* _INPUT_
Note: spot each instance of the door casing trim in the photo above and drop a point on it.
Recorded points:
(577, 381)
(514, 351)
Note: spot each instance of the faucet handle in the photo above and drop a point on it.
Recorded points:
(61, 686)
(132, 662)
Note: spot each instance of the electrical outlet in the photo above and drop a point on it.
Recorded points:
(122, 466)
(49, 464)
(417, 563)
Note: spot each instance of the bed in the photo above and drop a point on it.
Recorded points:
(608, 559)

* _AIM OF THE EXERCISE_
Can you render every one of the rows above as a numbered list, leaving out any blank lines?

* _RESPONSE FOR THIS EXERCISE_
1. Note: spot each instance of the door casing trim in the photo above and drop a point on it.
2. Recorded points:
3. (577, 381)
4. (514, 351)
5. Note: spot each instance of the faucet handle in the photo above and drop a point on it.
6. Recorded points:
7. (61, 686)
8. (132, 662)
9. Note: spot each instance of the electrical outlet in the photo above and drop a point on it.
10. Recorded points:
11. (122, 466)
12. (49, 464)
13. (417, 563)
14. Note: spot each instance of the bed in the photo above and drop a point on it.
15. Recorded points:
16. (608, 559)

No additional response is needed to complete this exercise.